PROBLEM TO SOLVE:
Can you substitute "a single point per instance" for "one point each" everywhere it occurs in the records below and return them otherwise unchanged?

* START *

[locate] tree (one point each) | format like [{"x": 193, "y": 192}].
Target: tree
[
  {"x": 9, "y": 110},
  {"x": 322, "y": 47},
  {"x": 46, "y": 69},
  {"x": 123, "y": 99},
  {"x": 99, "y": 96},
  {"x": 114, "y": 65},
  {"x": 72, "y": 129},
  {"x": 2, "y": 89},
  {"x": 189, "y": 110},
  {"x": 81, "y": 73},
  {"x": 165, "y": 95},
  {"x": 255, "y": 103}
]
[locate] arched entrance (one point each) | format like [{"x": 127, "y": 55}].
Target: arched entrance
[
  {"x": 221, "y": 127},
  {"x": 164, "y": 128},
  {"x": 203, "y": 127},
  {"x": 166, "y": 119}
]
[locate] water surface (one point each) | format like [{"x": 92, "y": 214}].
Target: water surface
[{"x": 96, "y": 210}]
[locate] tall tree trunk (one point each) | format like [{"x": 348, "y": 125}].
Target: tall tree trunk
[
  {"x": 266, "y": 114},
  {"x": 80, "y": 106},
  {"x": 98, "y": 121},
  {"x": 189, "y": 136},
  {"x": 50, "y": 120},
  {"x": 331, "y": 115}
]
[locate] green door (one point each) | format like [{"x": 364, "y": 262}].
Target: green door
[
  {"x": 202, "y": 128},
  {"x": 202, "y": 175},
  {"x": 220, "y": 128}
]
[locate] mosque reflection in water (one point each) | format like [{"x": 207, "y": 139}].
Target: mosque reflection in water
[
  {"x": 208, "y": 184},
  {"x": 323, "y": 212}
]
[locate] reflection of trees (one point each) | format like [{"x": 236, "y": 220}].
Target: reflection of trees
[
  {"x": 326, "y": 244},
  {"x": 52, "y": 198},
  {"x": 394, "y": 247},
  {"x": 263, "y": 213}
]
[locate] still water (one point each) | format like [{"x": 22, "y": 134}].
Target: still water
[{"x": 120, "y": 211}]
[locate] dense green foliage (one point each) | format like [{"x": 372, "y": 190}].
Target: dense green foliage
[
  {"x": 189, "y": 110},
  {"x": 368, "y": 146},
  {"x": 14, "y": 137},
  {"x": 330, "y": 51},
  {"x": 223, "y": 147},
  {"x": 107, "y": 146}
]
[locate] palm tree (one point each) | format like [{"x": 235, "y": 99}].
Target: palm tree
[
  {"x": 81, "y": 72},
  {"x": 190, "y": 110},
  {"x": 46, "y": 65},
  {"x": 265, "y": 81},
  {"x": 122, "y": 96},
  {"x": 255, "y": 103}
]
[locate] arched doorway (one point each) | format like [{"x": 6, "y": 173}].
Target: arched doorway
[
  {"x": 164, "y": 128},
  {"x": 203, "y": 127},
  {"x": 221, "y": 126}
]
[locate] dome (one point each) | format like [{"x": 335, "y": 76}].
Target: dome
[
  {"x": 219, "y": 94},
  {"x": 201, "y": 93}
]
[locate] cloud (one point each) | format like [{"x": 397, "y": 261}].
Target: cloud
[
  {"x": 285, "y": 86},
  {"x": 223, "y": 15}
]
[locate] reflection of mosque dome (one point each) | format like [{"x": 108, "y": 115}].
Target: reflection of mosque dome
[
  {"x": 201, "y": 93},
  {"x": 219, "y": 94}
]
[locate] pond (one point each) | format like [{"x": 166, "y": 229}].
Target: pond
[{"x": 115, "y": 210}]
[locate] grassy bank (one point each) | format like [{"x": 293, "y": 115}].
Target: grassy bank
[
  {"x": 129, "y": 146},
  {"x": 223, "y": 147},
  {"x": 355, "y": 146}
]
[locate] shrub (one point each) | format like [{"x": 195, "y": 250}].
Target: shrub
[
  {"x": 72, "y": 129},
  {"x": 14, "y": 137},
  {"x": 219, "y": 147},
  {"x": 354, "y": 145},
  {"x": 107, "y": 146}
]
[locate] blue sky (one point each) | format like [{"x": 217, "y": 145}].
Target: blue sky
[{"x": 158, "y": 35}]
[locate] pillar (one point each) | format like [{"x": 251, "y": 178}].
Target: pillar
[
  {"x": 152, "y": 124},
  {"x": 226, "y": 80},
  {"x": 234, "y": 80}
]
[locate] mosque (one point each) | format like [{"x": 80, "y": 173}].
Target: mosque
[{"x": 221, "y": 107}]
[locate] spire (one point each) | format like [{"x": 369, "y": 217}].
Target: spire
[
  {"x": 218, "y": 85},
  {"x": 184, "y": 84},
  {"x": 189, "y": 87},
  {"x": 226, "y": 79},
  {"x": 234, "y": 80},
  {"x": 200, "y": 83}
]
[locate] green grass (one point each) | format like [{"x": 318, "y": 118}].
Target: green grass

* END *

FULL SOLUTION:
[locate] tree (a single point per instance) | format like [{"x": 193, "y": 192}].
Target: tree
[
  {"x": 9, "y": 110},
  {"x": 322, "y": 47},
  {"x": 46, "y": 69},
  {"x": 123, "y": 99},
  {"x": 99, "y": 96},
  {"x": 114, "y": 65},
  {"x": 72, "y": 129},
  {"x": 2, "y": 89},
  {"x": 189, "y": 110},
  {"x": 81, "y": 73},
  {"x": 165, "y": 95},
  {"x": 255, "y": 103}
]
[locate] arched entrance (a single point per instance) | format like [{"x": 127, "y": 55}].
Target: arched entrance
[
  {"x": 221, "y": 127},
  {"x": 164, "y": 128},
  {"x": 203, "y": 127},
  {"x": 166, "y": 119}
]
[locate] water surface (a single point per instance) | format like [{"x": 92, "y": 214}].
Target: water surface
[{"x": 96, "y": 210}]
[locate] tall tree trunk (a single point per instance) | format like [{"x": 348, "y": 125}].
Target: tall tree trunk
[
  {"x": 266, "y": 114},
  {"x": 80, "y": 106},
  {"x": 98, "y": 121},
  {"x": 189, "y": 136},
  {"x": 50, "y": 120},
  {"x": 331, "y": 115}
]
[locate] green door (a single point per instance) | format like [{"x": 364, "y": 262}].
Target: green door
[
  {"x": 202, "y": 128},
  {"x": 202, "y": 175},
  {"x": 220, "y": 128}
]
[locate] mosque reflection in water (a single point per instance) | format like [{"x": 207, "y": 139}].
Target: mosque reflection in water
[
  {"x": 208, "y": 184},
  {"x": 323, "y": 212}
]
[locate] reflection of trees (a single point per instance) | format like [{"x": 236, "y": 220}].
Target: reflection of trees
[
  {"x": 326, "y": 244},
  {"x": 52, "y": 198},
  {"x": 394, "y": 247},
  {"x": 263, "y": 213}
]
[locate] still water (a single point per instance) | format like [{"x": 22, "y": 134}].
Target: still water
[{"x": 120, "y": 211}]
[locate] dense green foliage (a single point per instance) | format like [{"x": 372, "y": 190}].
Target: dense green foliage
[
  {"x": 189, "y": 110},
  {"x": 368, "y": 146},
  {"x": 14, "y": 137},
  {"x": 330, "y": 51},
  {"x": 223, "y": 147},
  {"x": 107, "y": 146}
]
[locate] palm tree (a single point per instance) | format like [{"x": 235, "y": 99}].
Target: palm tree
[
  {"x": 81, "y": 72},
  {"x": 190, "y": 110},
  {"x": 46, "y": 65},
  {"x": 265, "y": 81},
  {"x": 122, "y": 96},
  {"x": 255, "y": 103}
]
[locate] arched doorway (a single point per instance) | format like [{"x": 6, "y": 173}].
Target: arched doorway
[
  {"x": 164, "y": 128},
  {"x": 203, "y": 127},
  {"x": 221, "y": 126}
]
[locate] dome (a single point per instance) | format like [{"x": 335, "y": 76}].
Target: dome
[
  {"x": 219, "y": 94},
  {"x": 201, "y": 93}
]
[locate] cloud (a single point per instance) | format like [{"x": 397, "y": 261}].
Target: cloud
[
  {"x": 285, "y": 86},
  {"x": 223, "y": 15}
]
[locate] reflection of mosque dome (a single point per instance) | format like [{"x": 108, "y": 115}].
Target: reflection of mosque dome
[
  {"x": 201, "y": 93},
  {"x": 219, "y": 94}
]
[locate] pond (a single point per instance) | format like [{"x": 166, "y": 229}].
Target: pond
[{"x": 115, "y": 210}]
[locate] grassy bank (a single point per instance) | format like [{"x": 293, "y": 115}].
Target: grassy bank
[
  {"x": 129, "y": 146},
  {"x": 223, "y": 147},
  {"x": 355, "y": 146}
]
[locate] shrub (a single point per instance) | format like [{"x": 195, "y": 250}].
Target: shrub
[
  {"x": 72, "y": 129},
  {"x": 14, "y": 137},
  {"x": 219, "y": 147},
  {"x": 354, "y": 145},
  {"x": 107, "y": 146}
]
[locate] blue sky (a single point per instance) | format like [{"x": 217, "y": 145}].
Target: blue sky
[{"x": 158, "y": 35}]
[locate] pillar (a single point per instance) | format like [{"x": 251, "y": 178}].
Target: pillar
[
  {"x": 152, "y": 124},
  {"x": 226, "y": 80},
  {"x": 234, "y": 80}
]
[locate] mosque (a single point per instance) | format like [{"x": 80, "y": 173}].
Target: mosque
[{"x": 221, "y": 107}]
[locate] spire (a single point per instance) | format like [{"x": 369, "y": 217}].
Target: spire
[
  {"x": 218, "y": 85},
  {"x": 184, "y": 84},
  {"x": 189, "y": 87},
  {"x": 226, "y": 79},
  {"x": 234, "y": 80},
  {"x": 200, "y": 83}
]
[locate] green grass (a single point per instance) | format like [{"x": 318, "y": 118}].
Target: green grass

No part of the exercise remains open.